Questions à traiter -
- 1) Répondez à ces questions d'après le texte sur le bouclier tarifaire :
(a) À partir de quelle date le bouclier sur l'électricité limite-t-il la hausse des prix à +15 % ?
(b) Selon les graphiques de la Première ministre, combien de fois plus cher les Allemands paient-ils le gaz ?
(c) Dans quel secteur l'inflation est-elle décrite comme particulièrement galopante ?
- 2) Citez tous les pays voisins auxquels le texte sur le bouclier tarifaire compare les factures des Français.
- 3) Rédigez la suite du texte sur le bouclier tarifaire après sa dernière phrase.

#### Extrait choisi ####

Emmanuel Macron et Elisabeth Borne doivent ressentir un profond sentiment d’injustice : les Français ne se rendent pas assez compte que sans le bouclier tarifaire sur l’électricité qui va bloquer la hausse des prix à +15 % à compter du 1er février, les factures des particuliers exploseraient. Idem pour le gaz dont le bouclier est en place depuis le 1er janvier pour, là aussi, limiter la hausse des tarifs régulés à +15 %.
En septembre, lors d’une conférence de presse sur la situation énergétique du pays, Elisabeth Borne était pourtant revenue sur l’impact des boucliers tarifaires sur le gaz et l’électricité mis en place en 2022. Graphiques à l’appui, la Première ministre montrait que nos voisins payaient bien plus cher leurs factures que nous : 2,5 fois plus en Belgique, 2,7 en Allemagne et aux Pays-Bas pour l’électricité ; 1,5 fois plus en Belgique, 3 en Allemagne et 3,1 fois plus aux Pays-Bas pour le gaz !
Las ! Dans un contexte d’une inflation galopante, particulièrement dans l’alimentaire, les Français sont peu sensibles à ces comparaisons européennes aussi fondées soient-elles : seul compte pour eux – et c’est bien compréhensible – l’impact que va avoir sur leur budget cette hausse de 15 % des factures de l’électricité. 15 %… ou plus. Car le bouclier tarifaire n’offrira pas la même protection à tous : en fonction des types de contrats souscrits, des options et des fournisseurs, les hausses pourraient dépasser les 15 %.

#### Matériel extrait ####

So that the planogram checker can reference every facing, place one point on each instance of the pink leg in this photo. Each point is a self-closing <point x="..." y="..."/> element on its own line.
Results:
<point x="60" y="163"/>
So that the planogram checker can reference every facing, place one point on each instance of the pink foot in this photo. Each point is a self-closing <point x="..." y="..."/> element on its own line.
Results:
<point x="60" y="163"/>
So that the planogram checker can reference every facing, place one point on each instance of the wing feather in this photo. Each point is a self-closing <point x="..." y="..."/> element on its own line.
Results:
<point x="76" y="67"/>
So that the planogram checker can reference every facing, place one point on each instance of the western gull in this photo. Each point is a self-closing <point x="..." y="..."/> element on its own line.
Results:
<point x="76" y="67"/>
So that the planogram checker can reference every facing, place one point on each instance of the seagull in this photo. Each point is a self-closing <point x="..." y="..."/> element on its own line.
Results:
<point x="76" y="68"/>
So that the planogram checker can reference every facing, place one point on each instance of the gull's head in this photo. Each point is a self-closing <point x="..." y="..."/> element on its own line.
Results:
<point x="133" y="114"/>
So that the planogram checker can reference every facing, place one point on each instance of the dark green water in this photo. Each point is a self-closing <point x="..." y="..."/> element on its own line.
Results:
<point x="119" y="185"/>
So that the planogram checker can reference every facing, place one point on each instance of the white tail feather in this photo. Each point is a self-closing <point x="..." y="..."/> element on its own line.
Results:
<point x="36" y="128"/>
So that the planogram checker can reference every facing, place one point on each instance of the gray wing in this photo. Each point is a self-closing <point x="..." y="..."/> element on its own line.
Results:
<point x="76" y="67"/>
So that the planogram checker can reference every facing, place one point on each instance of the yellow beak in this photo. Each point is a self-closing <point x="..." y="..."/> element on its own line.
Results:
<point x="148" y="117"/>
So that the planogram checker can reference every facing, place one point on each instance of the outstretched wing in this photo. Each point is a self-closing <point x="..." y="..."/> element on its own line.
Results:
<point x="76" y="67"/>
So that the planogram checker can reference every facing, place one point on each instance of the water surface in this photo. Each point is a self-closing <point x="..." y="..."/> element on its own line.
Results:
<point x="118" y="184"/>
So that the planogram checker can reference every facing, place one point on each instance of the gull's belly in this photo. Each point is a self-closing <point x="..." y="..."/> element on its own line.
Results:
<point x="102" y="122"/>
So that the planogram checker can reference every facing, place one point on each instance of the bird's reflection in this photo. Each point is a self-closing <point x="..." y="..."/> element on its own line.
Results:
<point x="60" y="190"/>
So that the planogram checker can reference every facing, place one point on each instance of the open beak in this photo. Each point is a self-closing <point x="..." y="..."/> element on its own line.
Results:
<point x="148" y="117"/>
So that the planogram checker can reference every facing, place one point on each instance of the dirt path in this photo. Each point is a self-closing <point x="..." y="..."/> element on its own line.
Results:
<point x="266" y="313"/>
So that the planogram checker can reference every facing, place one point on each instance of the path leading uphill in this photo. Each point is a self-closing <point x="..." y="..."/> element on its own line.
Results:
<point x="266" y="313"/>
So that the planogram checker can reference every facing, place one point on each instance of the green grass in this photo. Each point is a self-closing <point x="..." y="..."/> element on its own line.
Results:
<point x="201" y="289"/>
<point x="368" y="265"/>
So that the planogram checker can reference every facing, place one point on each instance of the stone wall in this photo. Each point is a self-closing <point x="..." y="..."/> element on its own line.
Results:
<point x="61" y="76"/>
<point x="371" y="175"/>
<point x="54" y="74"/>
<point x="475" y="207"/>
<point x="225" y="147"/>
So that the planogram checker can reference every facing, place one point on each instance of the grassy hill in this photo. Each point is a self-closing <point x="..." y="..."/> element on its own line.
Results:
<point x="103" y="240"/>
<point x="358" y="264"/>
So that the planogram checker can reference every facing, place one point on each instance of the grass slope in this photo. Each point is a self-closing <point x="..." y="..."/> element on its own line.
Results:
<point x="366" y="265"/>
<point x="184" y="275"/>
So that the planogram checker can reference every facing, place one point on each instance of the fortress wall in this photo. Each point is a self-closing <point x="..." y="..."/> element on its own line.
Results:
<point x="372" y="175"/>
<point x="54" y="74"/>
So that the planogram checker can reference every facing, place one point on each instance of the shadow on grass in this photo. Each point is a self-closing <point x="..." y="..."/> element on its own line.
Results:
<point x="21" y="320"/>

####

Réponses attendues -
- 1)
(a) À partir du 1er février.
(b) 3 fois plus cher.
(c) Dans l'alimentaire.

- 2) La Belgique, l'Allemagne et les Pays-Bas.

- 3)
À l’inquiétude des particuliers répond aussi celle des entreprises dont les situations sont encore plus diverses. Si 1,5 million de TPE de moins de 10 salariés bénéficient du même bouclier tarifaire que les particuliers, d’autres ne sont éligibles qu’à un « amortisseur électricité » et de nombreux artisans dont les boulangers se retrouvent aujourd’hui toujours étranglés par des factures exorbitantes… Pour l’heure, le gouvernement – qui espérait sortir du « quoi qu’il en coûte » inauguré par la crise du Covid-19 – se démultiplie et sort le carnet de chèques. L’ensemble des mesures en faveur des entreprises, des associations, des collectivités et des établissements publics représente près de 12 milliards d’euros. Un effort de solidarité que font aussi à des degrés divers nos voisins européens. Mais un effort qui ne sera utile pour l’avenir que si les Européens s’attaquent radicalement à la refonte complète du marché de l’énergie aujourd’hui caduc.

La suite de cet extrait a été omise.